> To be done: Find each line in the material below that contains the word "shoe", and copy those lines out in full.

> Data entries:
________________________
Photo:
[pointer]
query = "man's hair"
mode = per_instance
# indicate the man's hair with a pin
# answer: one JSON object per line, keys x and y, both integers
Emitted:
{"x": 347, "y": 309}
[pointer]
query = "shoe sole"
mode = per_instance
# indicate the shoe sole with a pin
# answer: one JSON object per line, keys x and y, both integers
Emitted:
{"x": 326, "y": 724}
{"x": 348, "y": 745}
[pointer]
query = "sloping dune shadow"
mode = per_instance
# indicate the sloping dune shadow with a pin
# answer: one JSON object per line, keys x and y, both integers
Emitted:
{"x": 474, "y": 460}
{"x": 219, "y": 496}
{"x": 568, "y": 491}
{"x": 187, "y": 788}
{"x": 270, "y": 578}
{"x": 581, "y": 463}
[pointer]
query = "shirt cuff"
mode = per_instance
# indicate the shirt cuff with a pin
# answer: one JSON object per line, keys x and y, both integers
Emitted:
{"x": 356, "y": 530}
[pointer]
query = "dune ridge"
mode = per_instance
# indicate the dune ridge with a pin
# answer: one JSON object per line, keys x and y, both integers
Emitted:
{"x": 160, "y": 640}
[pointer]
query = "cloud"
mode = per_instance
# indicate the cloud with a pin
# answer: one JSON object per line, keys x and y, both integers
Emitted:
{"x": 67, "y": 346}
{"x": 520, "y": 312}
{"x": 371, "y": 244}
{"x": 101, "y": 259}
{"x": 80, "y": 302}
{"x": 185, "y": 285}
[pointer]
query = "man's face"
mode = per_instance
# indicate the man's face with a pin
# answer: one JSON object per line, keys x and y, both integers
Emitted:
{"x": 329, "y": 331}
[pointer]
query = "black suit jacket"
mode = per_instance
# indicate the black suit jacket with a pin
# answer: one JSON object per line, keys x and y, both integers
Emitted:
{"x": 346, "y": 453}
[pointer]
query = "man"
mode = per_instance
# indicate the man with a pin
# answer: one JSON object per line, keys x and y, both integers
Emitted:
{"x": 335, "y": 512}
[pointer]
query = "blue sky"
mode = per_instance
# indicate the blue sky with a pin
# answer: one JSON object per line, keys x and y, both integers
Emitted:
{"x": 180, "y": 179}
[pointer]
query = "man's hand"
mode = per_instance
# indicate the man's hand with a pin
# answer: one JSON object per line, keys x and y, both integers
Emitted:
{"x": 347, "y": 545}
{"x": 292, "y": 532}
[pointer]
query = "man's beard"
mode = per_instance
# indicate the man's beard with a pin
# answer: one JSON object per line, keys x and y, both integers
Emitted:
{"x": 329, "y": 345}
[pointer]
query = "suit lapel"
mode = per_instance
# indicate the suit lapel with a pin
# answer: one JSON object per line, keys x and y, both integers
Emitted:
________________________
> Full solution:
query = "shoe sole"
# indicate the shoe sole with a pin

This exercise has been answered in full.